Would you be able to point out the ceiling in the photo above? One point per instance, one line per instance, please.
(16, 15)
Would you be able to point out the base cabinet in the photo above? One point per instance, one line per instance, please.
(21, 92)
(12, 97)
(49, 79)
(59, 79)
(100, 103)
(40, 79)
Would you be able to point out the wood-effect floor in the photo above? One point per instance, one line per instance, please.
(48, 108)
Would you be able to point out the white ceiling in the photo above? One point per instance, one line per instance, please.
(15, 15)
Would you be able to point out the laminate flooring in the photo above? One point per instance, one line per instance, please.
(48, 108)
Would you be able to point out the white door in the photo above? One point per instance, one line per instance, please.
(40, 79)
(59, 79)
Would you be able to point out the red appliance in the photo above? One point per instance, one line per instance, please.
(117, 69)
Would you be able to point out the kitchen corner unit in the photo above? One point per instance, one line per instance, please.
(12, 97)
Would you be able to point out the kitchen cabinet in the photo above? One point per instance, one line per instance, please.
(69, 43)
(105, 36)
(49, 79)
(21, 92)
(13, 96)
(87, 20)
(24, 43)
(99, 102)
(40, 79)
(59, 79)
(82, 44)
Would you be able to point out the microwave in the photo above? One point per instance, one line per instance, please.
...
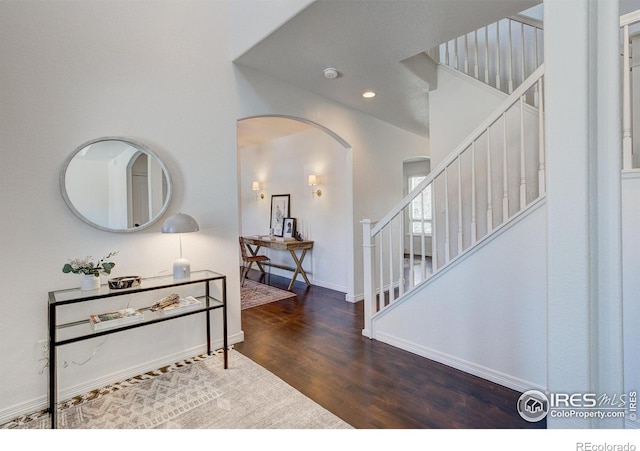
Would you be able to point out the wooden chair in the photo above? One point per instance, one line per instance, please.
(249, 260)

*EXERCISE GOAL*: Count the lines above that contain the string "ceiling", treating uppercase and lowercase letters as distinct. State only the number.

*TASK SOLUTION*: 2